Page excerpt Block Start

These can occur in both the conjunctiva and cornea. Some, like some tumors, lead to pigmented changes in the conjunctiva. However, their typical appearance usually readily distinguishes them from tumors (Fig. 4.24). The following conjunctival and corneal deposits and discolorations may occur:
Adrenochrome deposit (Fig.4.24h). Prolonged use of epinephrine eyedrops (as in glaucoma therapy) produces brownish pigmented changes in the inferior conjunctival fornix and on the cornea as a result of epinephrine oxidation products (adrenochrome). This can simulate a melanocytic conjunctival tumor. Therefore, the physician should always ascertain whether the patient has a history of prolonged use of epinephrine eyedrops. No therapy is indicated.
Iron deposits (Fig.4.24i). In women, iron deposits from eye make-up and mascara are frequently seen to accumulate in the conjunctival sac. No therapy is indicated.
Argyrosis. Prolonged used of silver-containing eyedrops can produce brownish black silver deposits in the conjunctiva.

Page excerpt Block End
Raw data Block Start

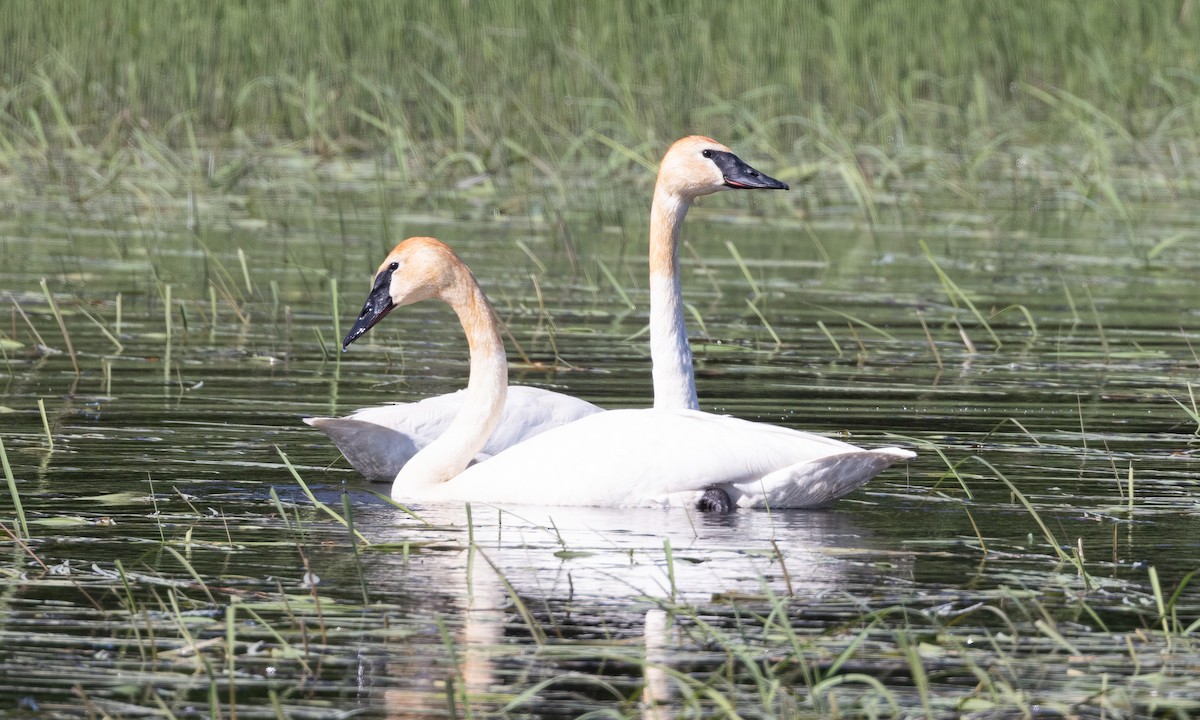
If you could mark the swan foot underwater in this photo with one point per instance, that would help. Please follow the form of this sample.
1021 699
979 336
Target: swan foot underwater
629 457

Raw data Block End
Raw data Block Start

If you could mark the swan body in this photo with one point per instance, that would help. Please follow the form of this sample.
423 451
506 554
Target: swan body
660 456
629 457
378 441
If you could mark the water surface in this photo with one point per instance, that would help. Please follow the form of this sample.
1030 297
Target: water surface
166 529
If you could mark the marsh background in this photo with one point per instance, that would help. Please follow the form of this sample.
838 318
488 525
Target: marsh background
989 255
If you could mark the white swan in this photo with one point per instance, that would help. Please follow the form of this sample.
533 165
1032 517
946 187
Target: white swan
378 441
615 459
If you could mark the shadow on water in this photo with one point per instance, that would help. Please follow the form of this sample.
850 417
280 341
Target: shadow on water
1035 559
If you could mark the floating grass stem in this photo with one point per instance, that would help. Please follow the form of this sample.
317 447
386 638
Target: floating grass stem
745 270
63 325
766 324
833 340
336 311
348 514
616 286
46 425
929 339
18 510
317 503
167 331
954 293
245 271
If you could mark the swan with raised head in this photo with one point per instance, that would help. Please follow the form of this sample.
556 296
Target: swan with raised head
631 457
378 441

Raw data Block End

▶ [Task objective]
Carry on the passage about conjunctival and corneal deposits and discolorations, picking up after its last sentence, on argyrosis.

▶ [Result of this exercise]
Ochronosis (alkaptonuria: an inherited autosomal recessive deficiency of the enzyme homogentisate 1,2-dioxygenase). Approximately 70% of all patients with ochronosis exhibit brownish pigmented deposits in the skin of the eyelids, conjunctiva, sclera, and limbus of the cornea (Fig.4.24j). The deposits increase with time. The disorder cannot be treated in the eye.
Metallic foreign bodies in the conjunctiva. A metallic foreign body that is not removed immediately will heal into the conjunctiva, where it will simulate a pigmented change in the conjunctiva (Fig. 4.24g). Obtaining a meticulous history (the examiner should always enquire about ocular trauma) will quickly reveal the cause of the anomaly. The foreign body can be removed under topical anesthesia.
Jaundice. This will lead to yellowing of the conjunctiva and sclera.